TRECHO PARA LEITURA.
%%
‘A seleção de 70 uniu qualidade individual com força coletiva’, avalia Tostão

Alexandre Simões e Henrique André
esportes@hojeemdia.com.br
29/04/2016 às 21:33.
Atualizado em 16/11/2021 às 03:12
 (Arquivo/Hoje em Dia)

(Arquivo/Hoje em Dia)

Maior jogador mineiro de todos os tempos, Tostão fez história há 50 anos como o primeiro jogador do Estado a participar e marcar gol numa Copa do Mundo.

 Mas sua trajetória na Seleção Brasileira, que inclui o fato de ser o maior parceiro de Pelé na equipe, tem como ponto máximo a participação decisiva na conquista do tri, em 1970, no México.

 E termina com a decepção de ficar de fora daquela que seria a sua Copa, em 1974, na Alemanha. Em entrevista exclusiva ao Hoje em Dia, Tostão conta a sua gloriosa história com a camisa amarela.

 Você se lembra da sua estreia pela Seleção, no Maracanã? Foi um jogo-treino contra o Atlético.
%%
CONJUNTO DE DADOS.
%%
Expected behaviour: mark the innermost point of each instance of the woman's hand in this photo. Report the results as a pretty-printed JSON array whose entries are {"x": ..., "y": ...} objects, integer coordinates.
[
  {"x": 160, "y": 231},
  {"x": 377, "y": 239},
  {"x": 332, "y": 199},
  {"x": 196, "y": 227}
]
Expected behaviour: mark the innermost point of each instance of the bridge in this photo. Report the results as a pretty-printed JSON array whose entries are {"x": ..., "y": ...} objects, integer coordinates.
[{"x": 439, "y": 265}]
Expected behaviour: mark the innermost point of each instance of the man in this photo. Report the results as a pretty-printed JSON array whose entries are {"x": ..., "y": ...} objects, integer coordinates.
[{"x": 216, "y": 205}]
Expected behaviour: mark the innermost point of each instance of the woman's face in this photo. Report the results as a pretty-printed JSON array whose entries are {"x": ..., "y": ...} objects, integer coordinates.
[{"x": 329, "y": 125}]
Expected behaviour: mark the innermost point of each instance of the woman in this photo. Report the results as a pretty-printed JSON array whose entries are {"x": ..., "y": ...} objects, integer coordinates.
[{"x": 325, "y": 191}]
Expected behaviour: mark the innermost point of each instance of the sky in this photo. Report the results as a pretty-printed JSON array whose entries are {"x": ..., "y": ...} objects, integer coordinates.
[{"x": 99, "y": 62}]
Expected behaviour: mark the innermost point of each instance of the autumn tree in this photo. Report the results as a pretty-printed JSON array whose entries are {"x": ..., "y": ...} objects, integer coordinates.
%%
INSTRUÇÕES DE TRABALHO.
a - De acordo com o trecho sobre Tostão, de qual Copa do Mundo ele ficou de fora?
b - Transcreva do trecho sobre Tostão, sem nenhuma alteração, a passagem que começa em "Maior jogador mineiro" e vai até "1970, no México.", incluindo essas últimas palavras.
Não é preciso consultar os dados.

RESULTADOS POR TAREFA.
a - Da Copa de 1974, na Alemanha.

b -
Maior jogador mineiro de todos os tempos, Tostão fez história há 50 anos como o primeiro jogador do Estado a participar e marcar gol numa Copa do Mundo.

 Mas sua trajetória na Seleção Brasileira, que inclui o fato de ser o maior parceiro de Pelé na equipe, tem como ponto máximo a participação decisiva na conquista do tri, em 1970, no México.